──────── Extrait choisi ────────
Dans un élan d’optimisme, le Rapport bisannuel 2014-2015 rappelle à l’État fédéral, aux Communautés et aux Régions que le droit à la culture est inscrit dans divers instruments de droit international et que leurs obligations en termes d’effectivité du droit à la culture sont transcrites dans la constitution et dans plusieurs lois et décrets. La fonction émancipatrice de la culture est évoquée comme un objectif de toute politique culturelle publique : « La culture est un levier pour le changement, une possibilité pour la mise en question du fonctionnement de notre société qui considère la pauvreté comme une fatalité. » Le Rapport reprend un constat de Lutte Solidarité Travail fait en 1995 : « En exprimant, à l’aide de différents outils, ce qu’elles ressentent et ce qu’elles pensent, [les personnes pauvres] quittent la position dans laquelle elles sont maintenues par le discours ambiant […] leur faisant « croire que le plus écrasé est responsable de son état, que le dominé est responsable de sa condition de misèren« . »
À la différence de la Communauté et de la Région néerlandophones, la FWB ne s’est pas dotée d’un décret-cadre qui déterminerait les principes, les axes et les priorités de son action dans la lutte contre la pauvreté. Elle aborde cette problématique en partant du terrain, des initiatives portées par les institutions, opérateurs, associations, dont elle soutient les démarches : entre autres, les associations d’éducation permanente, les Centres d’expression et de créativité, les Centres culturels, et, dans les arts de la scène, par son soutien aux démarches du théâtre jeunes publics, au théâtre-action dont la mission première est la création collective avec les plus défavorisés, ou à l’association Article 27.
Par ailleurs, si les services de la culture de la FWB souffrent des réductions budgétaires en cascade, le Rapport reconnaît qu’ils interviennent « de manière pragmatique dans le cadre de décrets sectoriels ou relatifs à des groupes de discipline [et] infléchissent la politique culturelle en faveur des plus pauvres » : ainsi, tout contrat-programme comportera systématiquement un article spécifique qui y sera consacré en accordant une priorité aux actions et aux institutions qui s’adressent à un public défavorisé, ce critère contextuel étant surévalué dans les avis de l’inspection.
────────
**À faire**
A. Selon l'extrait sur la culture et la pauvreté, quelle est la mission première du théâtre-action ?
B. Poursuivez l'extrait sur la culture et la pauvreté à partir de sa dernière phrase.
Les enregistrements n'ont aucun lien avec l'extrait sur la culture et la pauvreté.
──────── Données fournies ────────
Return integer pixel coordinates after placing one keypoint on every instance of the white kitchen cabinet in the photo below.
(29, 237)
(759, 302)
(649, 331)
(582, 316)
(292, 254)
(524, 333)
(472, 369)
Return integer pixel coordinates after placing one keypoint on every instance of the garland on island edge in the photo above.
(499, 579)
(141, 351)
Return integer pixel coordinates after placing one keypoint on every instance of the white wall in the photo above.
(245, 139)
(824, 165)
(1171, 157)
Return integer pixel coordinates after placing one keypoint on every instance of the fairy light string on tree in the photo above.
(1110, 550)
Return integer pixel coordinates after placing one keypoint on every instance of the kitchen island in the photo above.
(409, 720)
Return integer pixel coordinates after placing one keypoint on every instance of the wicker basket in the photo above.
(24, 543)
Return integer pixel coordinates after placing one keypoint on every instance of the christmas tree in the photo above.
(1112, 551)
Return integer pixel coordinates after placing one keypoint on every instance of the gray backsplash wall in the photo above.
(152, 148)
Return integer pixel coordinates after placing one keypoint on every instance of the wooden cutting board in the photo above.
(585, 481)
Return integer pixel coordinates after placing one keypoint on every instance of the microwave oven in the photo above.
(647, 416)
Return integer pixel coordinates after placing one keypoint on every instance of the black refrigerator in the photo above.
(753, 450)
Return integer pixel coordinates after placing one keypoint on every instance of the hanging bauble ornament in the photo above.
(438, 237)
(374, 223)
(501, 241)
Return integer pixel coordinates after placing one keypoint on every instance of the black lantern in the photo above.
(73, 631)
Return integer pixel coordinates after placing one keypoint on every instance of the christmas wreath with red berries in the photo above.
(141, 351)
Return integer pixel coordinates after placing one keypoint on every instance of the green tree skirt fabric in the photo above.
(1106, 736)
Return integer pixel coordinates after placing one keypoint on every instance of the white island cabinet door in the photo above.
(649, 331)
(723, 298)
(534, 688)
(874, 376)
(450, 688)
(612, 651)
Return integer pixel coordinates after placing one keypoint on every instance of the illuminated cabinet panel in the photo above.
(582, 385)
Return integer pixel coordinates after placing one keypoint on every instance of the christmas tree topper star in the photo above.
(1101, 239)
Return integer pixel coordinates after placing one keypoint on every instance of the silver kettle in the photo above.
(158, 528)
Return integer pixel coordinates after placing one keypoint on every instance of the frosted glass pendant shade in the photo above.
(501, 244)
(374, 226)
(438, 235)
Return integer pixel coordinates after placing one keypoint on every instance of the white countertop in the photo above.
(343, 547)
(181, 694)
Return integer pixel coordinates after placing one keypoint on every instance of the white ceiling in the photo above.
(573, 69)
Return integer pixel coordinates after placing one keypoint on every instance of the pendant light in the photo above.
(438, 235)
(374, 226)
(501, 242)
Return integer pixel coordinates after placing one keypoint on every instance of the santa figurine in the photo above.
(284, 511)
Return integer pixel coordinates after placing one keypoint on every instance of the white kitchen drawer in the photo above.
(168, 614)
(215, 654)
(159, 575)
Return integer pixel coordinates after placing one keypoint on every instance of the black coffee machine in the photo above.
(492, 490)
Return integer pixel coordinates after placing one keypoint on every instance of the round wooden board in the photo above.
────────
**Réponses**
A. La création collective avec les plus défavorisés.

B.
Quand le paralytique est invité à porter l’aveugle…
Le Rapport de 2015 se termine par des recommandations. Elles sont, par nature – dût-on le regretter – étudiées pour être applicables dans les trois communautés malgré les différences d’approche : loi générale « au nord », décrets spécifiques issus des initiatives de terrain « au sud n» . Quelques grandes lignes : prioriser le droit à la culture comme droit fondamental avec pour objectif une déclaration politique de niveau fédéral sur le lien entre pauvreté et culture ; consolider et développer les outils qui favorisent l’expression, la création et la participation culturelles dans la lutte contre la pauvreté ; rendre l’offre de culture accessible à tous en prenant en compte l’accompagnement et la liberté de choix ; accorder une attention particulière aux personnes en situation de grande pauvreté notamment par des démarches proactives pour les atteindre dans leur milieu de vie et visant en particulier les enfants ; investir dans la formation et la sensibilisation, en ce domaine, des intervenants sociaux et les professionnels de la culture ; stimuler une approche transversale de la participation culturelle et évaluer ex ante l’impact possible de mesures prises dans d’autres domaines quel que soit le niveau de pouvoir ; davantage collaborer entre Communautés pour une plus grande effectivité du droit à la culture pour tous.
Ces recommandations, qui donnent aux autorités publiques un cadre d’action concret, ne sont pas négligeables. Toutefois, à l’analyse des choix politiques du gouvernement fédéral, finalement peu concerné en termes de compétences, on pouvait augurer que ce document ne dépasse pas le stade du classement « à l’aveugle ». Craignant cet autisme politique, Culture & Démocratie avait formulé un certain nombre de propositions orientées plus précisément vers les niveaux d’intervention des Communautés et des Régions, plus proches et plus sensibles à leurs obligations éthiques et pétries de traditions socioculturelles. Elles prennent en compte l’inexistence, en FWB – et peut-être pour ces mêmes raisons –, d’un texte législatif qui regrouperait en un seul document fondamental les impératifs que se donneraient les pouvoirs publics en matière de lutte contre la pauvreté, même si, dans un premier temps, l’on devait s’en tenir au seul domaine culturel.

Pour que l’aveugle retrouve la vue et le paralytique, sa vélocité
Les recommandations se fondent sur le présupposé que les pouvoirs publics à compétences culturelles sont en mesure – et en devoir – d’apporter une forme de rééquilibre dans les moyens visant à faire bénéficier les personnes pauvres d’une réelle effectivité de leurs droits culturels, lesquels appartiennent – théoriquement – de manière égale à tous. Des textes existent – et, on l’a vu, des pratiques –, mais les principes sur lesquels ils ont été élaborés sont aussi dispersés que le sont les domaines qu’ils visent, et se caractérisent par leur caractère additionnel (mesures culturelles insérées dans un ensemble plus large), ou incident (mesures sociales). Le principe plus fondamental est sans doute celui présent dans le Décret sur le fonctionnement des Centres culturels basé sur les droits culturels et en particulier le droit, pour tous, donc aussi les plus pauvres, de participer à l’élaboration et à la mise en œuvre des politiques culturelles.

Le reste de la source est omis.